Exercise instructions:
a – According to the article about Anna Parnell's blue plaque, how many people attended her funeral in 1911?
b – Update the article about Anna Parnell's blue plaque, starting with "The memorial is" and going on through "Fanny in 1881.", so that "sibling" is replaced with "brother".

Anna Parnell honoured with blue plaque in Dublin city centre

Founder of the Ladies' Land League died 110 years to the day

Dublin Lord Mayor Cllr Alison Gilliland unveils a plaque on O’Connell Street in memory of Anna Parnell. Video: Ronan McGreevy

 

After her death by drowning 110 years ago, Anna Parnell has been honoured with a blue plaque in Dublin city centre.

The memorial is located on the Allied Irish Bank wall at the top of O’Connell Street, within sight of the statue and square named after her more illustrious sibling – Charles Stuart Parnell.

The site was the location of the Ladies Land League which was founded by Anna and her sister Fanny in 1881.

There are 35 blue plaques which have been erected in honour of various luminaries in Dublin city centre since the scheme started in 2014. But only four of these memorialise women.

That situation which will have to be corrected, said Lord Mayor of Dublin Cllr Alison Gilliland. She contrasted the attention that historians have given to Charles Stuart Parnell with the neglect of Anna, who was buried in an unmarked grave following her death in Ilfracombe, Devon, on September 20th, 1911, aged 59.

“I am particularly pleased that today we are unveiling a plaque to a woman who has been, for far too long, overshadowed by her brother. Her life and work is not as well remembered as it should be,” she said. “We didn’t hear of Anna in our history book despite the tumultuous events of the 19th century.”

Just seven people attended Anna Parnell’s funeral in 1911. In 2018, her grave was renovated with support from the Department of Heritage.

Could remains be repatriated?

Cllr Gilliland said she hopes to unveil two further plaques to significant women during her year in office. They will be to Kathleen Lynn and Madeleine ffrench-Mullen who founded St Ultan’s children’s hospital and were partners in life.

Academic Margaret Ward and former teacher Lucy Keaveney have suggested that Anna Parnell’s remains be repatriated and buried in Glasnevin Cemetery.

Dr Ward recounted how Parnell was the first woman to lead an organisation of Irish women and that the Ladies Land League stepped into the breach when the male leaders were imprisoned.

There was much scepticism that women could be trusted with Land League affairs. But the men involved “reckoned without the formidable talents of Anna Parnell who was the right woman in the right place and at the right time in Irish history to demonstrate the hitherto untapped capabilities of women”.

Dataset entries:
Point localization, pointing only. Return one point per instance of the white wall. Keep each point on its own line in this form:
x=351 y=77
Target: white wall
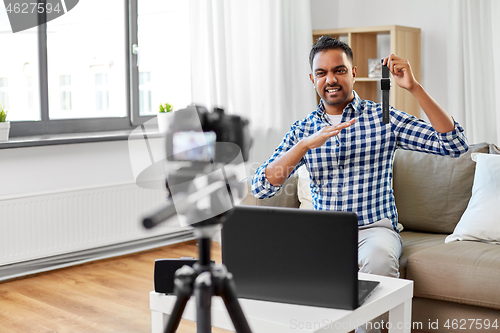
x=429 y=15
x=64 y=167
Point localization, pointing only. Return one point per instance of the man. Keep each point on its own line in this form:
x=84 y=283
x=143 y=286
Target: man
x=349 y=152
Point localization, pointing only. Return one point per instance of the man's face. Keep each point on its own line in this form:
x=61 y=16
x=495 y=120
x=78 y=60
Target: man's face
x=333 y=77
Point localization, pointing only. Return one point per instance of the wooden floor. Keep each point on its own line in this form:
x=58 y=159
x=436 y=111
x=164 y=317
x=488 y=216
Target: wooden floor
x=105 y=296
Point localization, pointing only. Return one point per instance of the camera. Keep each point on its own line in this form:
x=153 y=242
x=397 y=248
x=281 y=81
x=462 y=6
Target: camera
x=204 y=166
x=198 y=136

Responses per task:
a – Seven people attended her funeral.

b –
The memorial is located on the Allied Irish Bank wall at the top of O’Connell Street, within sight of the statue and square named after her more illustrious brother – Charles Stuart Parnell.

The site was the location of the Ladies Land League which was founded by Anna and her sister Fanny in 1881.